Render each line of the data below as one string in a JSON list, skipping blank lines and omitting the pictures.

# START OF DATA TO PROCESS

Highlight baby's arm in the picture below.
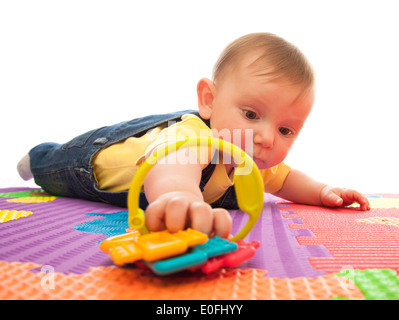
[144,149,232,238]
[275,170,370,211]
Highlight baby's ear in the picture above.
[197,78,215,119]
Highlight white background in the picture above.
[0,0,399,193]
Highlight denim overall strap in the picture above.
[29,110,239,209]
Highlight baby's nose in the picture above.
[254,128,275,149]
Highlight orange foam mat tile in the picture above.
[0,261,364,300]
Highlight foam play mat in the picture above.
[0,188,399,300]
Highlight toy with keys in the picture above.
[100,137,263,275]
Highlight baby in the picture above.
[17,33,370,238]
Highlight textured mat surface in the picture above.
[0,188,399,299]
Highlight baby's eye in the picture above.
[244,110,258,120]
[278,127,294,136]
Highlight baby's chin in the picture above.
[253,157,278,170]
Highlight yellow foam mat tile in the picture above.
[350,198,399,209]
[0,210,33,223]
[0,261,364,300]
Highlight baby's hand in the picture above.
[320,186,370,211]
[145,191,232,238]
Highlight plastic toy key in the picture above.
[200,240,260,273]
[100,137,263,274]
[100,228,208,265]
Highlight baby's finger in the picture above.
[342,189,370,211]
[165,197,189,233]
[145,200,167,231]
[322,191,343,207]
[212,208,233,239]
[189,202,214,235]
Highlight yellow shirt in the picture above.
[92,114,290,203]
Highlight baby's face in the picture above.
[206,61,314,169]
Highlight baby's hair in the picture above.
[213,33,314,90]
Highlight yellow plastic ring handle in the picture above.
[128,137,263,241]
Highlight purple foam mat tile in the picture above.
[0,188,126,274]
[231,194,331,278]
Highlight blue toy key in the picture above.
[144,237,238,275]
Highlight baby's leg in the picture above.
[17,154,33,181]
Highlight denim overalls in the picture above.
[29,110,238,209]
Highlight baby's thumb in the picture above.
[323,192,344,207]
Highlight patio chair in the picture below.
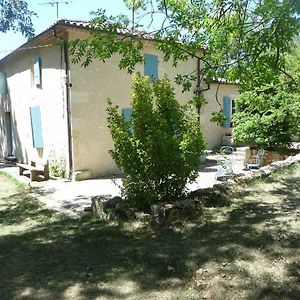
[216,154,233,180]
[244,149,265,170]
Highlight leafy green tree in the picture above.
[108,74,205,210]
[72,0,300,93]
[233,88,300,150]
[233,44,300,150]
[0,0,36,38]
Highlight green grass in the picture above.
[0,165,300,300]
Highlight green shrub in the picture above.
[107,74,205,210]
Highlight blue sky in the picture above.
[0,0,128,59]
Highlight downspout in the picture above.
[54,28,74,180]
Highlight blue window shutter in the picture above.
[30,106,44,148]
[33,56,41,85]
[122,108,132,122]
[0,72,7,95]
[223,96,231,128]
[144,54,158,81]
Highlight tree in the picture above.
[108,74,205,210]
[0,0,36,38]
[71,0,300,93]
[233,43,300,151]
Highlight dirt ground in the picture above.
[0,165,300,300]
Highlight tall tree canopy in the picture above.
[71,0,300,92]
[0,0,35,38]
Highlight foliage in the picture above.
[107,74,204,209]
[0,0,36,38]
[233,90,300,150]
[71,0,300,90]
[233,44,300,150]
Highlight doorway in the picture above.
[5,112,13,156]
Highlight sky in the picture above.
[0,0,128,59]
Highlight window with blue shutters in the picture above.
[30,106,44,148]
[33,56,42,86]
[223,96,232,128]
[144,54,158,81]
[0,72,7,95]
[122,108,132,122]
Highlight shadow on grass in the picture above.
[0,165,300,299]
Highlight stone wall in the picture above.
[245,149,299,166]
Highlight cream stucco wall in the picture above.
[0,39,68,171]
[0,28,238,177]
[69,31,238,177]
[200,84,239,149]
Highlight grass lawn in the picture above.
[0,165,300,300]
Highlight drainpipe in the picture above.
[54,28,74,180]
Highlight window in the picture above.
[223,96,235,128]
[33,56,42,87]
[30,106,44,148]
[122,108,132,122]
[0,72,7,95]
[144,54,158,81]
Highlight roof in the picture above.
[0,19,154,65]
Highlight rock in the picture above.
[167,266,175,272]
[73,170,93,181]
[134,212,152,222]
[103,196,123,208]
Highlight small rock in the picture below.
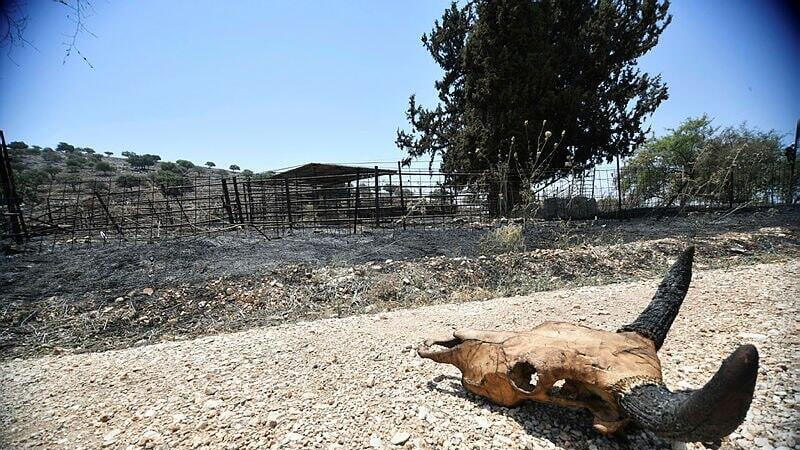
[391,431,411,445]
[139,430,162,447]
[286,431,303,442]
[475,416,489,428]
[203,399,225,410]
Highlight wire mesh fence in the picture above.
[4,160,797,247]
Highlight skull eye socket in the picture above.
[508,361,539,392]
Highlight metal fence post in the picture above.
[283,178,294,231]
[222,178,236,224]
[397,161,406,230]
[617,155,622,216]
[0,130,28,244]
[353,170,361,234]
[232,177,244,223]
[375,166,381,227]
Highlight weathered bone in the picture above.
[417,247,758,442]
[619,345,758,442]
[620,246,694,350]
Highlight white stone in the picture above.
[391,431,411,445]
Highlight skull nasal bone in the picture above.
[508,361,539,392]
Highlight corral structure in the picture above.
[0,140,797,249]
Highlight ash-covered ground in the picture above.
[0,207,800,358]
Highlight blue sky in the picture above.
[0,0,800,170]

# END OF DATA TO PROCESS

OUTPUT BELOW —
[
  "Highlight baby's arm in the picture below.",
  "[144,149,232,238]",
  "[275,170,370,211]",
  "Highlight baby's ear in the picture above.",
  "[197,78,215,119]",
  "Highlight white background in the picture above.",
  "[0,0,399,193]",
  "Highlight denim overall strap in the picture above.",
  "[29,110,239,209]",
  "Highlight baby's nose in the picture above.",
  "[254,128,275,149]",
  "Highlight orange foam mat tile in the picture above.",
  "[0,261,364,300]",
  "Highlight foam play mat in the picture above.",
  "[0,188,399,300]",
  "Highlight toy with keys in the picture above.",
  "[100,137,263,275]",
  "Highlight baby in the picture above.",
  "[17,33,370,238]",
  "Highlight textured mat surface in the picture above.",
  "[0,188,399,299]",
  "Highlight baby's eye in the picture above.",
  "[244,110,258,120]",
  "[278,127,294,136]",
  "Highlight baby's chin in the picture above.",
  "[253,157,278,170]",
  "Highlight yellow foam mat tile in the picture above.",
  "[350,198,399,209]",
  "[0,210,33,223]",
  "[0,261,364,300]",
  "Highlight baby's hand in the picture above.",
  "[320,186,370,211]",
  "[145,191,232,238]",
  "Highlight plastic toy key in the picture above.",
  "[200,240,260,273]",
  "[100,137,263,274]",
  "[100,228,208,265]",
  "Highlight baby's finger in the picture above.",
  "[342,189,370,211]",
  "[165,197,189,233]",
  "[145,200,167,231]",
  "[322,191,343,207]",
  "[212,208,233,239]",
  "[189,202,214,235]",
  "Highlight yellow shirt in the picture above.",
  "[92,114,290,203]",
  "Highlight baby's face in the picture above.",
  "[206,61,314,169]",
  "Highlight baby's hair in the picture above.",
  "[213,33,314,90]",
  "Highlight yellow plastic ring handle in the picture above.",
  "[128,137,263,241]",
  "Highlight purple foam mat tile in the picture above.",
  "[0,188,126,274]",
  "[231,194,331,278]",
  "Highlight blue toy key in the picture above.",
  "[144,237,238,275]",
  "Highlight baby's leg in the picture above.",
  "[17,154,33,181]",
  "Highlight denim overalls in the picture above.",
  "[29,110,238,209]",
  "Highlight baby's thumb in the picture above.",
  "[323,192,344,207]",
  "Highlight patio chair in the picture below.",
  "[216,154,233,180]",
  "[244,149,265,170]",
  "Highlight leafy green tree in the picture above.",
  "[108,74,205,210]",
  "[72,0,300,93]",
  "[233,88,300,150]",
  "[233,44,300,150]",
  "[0,0,36,38]",
  "Highlight green grass in the picture above.",
  "[0,165,300,300]",
  "Highlight green shrub in the picture above.",
  "[107,74,205,210]",
  "Highlight blue sky in the picture above.",
  "[0,0,128,59]",
  "Highlight downspout in the picture above.",
  "[54,28,74,180]",
  "Highlight blue window shutter in the picture above.",
  "[30,106,44,148]",
  "[33,56,41,85]",
  "[122,108,132,122]",
  "[0,72,7,95]",
  "[223,96,231,128]",
  "[144,54,158,81]",
  "Highlight tree in the picture above.",
  "[108,74,205,210]",
  "[0,0,36,38]",
  "[71,0,300,93]",
  "[233,43,300,151]",
  "Highlight dirt ground in the picture above.",
  "[0,165,300,300]",
  "Highlight tall tree canopy in the picture above.",
  "[71,0,300,92]",
  "[0,0,35,38]",
  "Highlight foliage in the picture above.",
  "[107,74,204,209]",
  "[0,0,36,38]",
  "[233,90,300,150]",
  "[71,0,300,90]",
  "[233,44,300,150]",
  "Highlight doorway in the picture above.",
  "[5,112,13,156]",
  "Highlight sky in the picture above.",
  "[0,0,128,59]",
  "Highlight window with blue shutters in the picture above.",
  "[30,106,44,148]",
  "[33,56,42,86]",
  "[223,96,232,128]",
  "[144,54,158,81]",
  "[0,72,7,95]",
  "[122,108,132,122]",
  "Highlight shadow on grass in the picture above.",
  "[0,165,300,299]",
  "Highlight stone wall in the picture above.",
  "[245,149,299,166]",
  "Highlight cream stucco wall in the picture above.",
  "[0,39,68,171]",
  "[0,28,238,177]",
  "[69,31,238,177]",
  "[200,84,239,149]",
  "Highlight grass lawn in the picture above.",
  "[0,165,300,300]",
  "Highlight drainpipe in the picture above.",
  "[54,28,74,180]",
  "Highlight window in the picture above.",
  "[223,96,235,128]",
  "[33,56,42,87]",
  "[30,106,44,148]",
  "[122,108,132,122]",
  "[0,72,7,95]",
  "[144,54,158,81]",
  "Highlight roof in the picture above.",
  "[0,19,154,65]",
  "Highlight rock in the picture above.",
  "[167,266,175,272]",
  "[73,170,93,181]",
  "[134,212,152,222]",
  "[103,196,123,208]",
  "Highlight small rock in the picture below.",
  "[391,431,411,445]",
  "[139,430,162,447]",
  "[286,431,303,442]",
  "[475,416,489,428]",
  "[203,399,225,410]",
  "Highlight wire mesh fence in the picture above.",
  "[4,160,797,247]",
  "Highlight skull eye socket in the picture above.",
  "[508,361,539,392]",
  "Highlight metal fence post in the picture above.",
  "[283,178,294,231]",
  "[222,178,236,224]",
  "[397,161,406,230]",
  "[617,155,622,216]",
  "[0,130,28,244]",
  "[353,170,361,234]",
  "[232,177,244,223]",
  "[375,166,381,227]",
  "Highlight weathered bone in the picture above.",
  "[417,247,758,442]",
  "[619,345,758,442]",
  "[620,246,694,350]",
  "Highlight white stone in the picture above.",
  "[391,431,411,445]",
  "Highlight skull nasal bone in the picture above.",
  "[508,361,539,392]",
  "Highlight corral structure in the picture above.",
  "[0,140,797,249]",
  "Highlight ash-covered ground in the picture above.",
  "[0,207,800,358]",
  "Highlight blue sky in the picture above.",
  "[0,0,800,170]"
]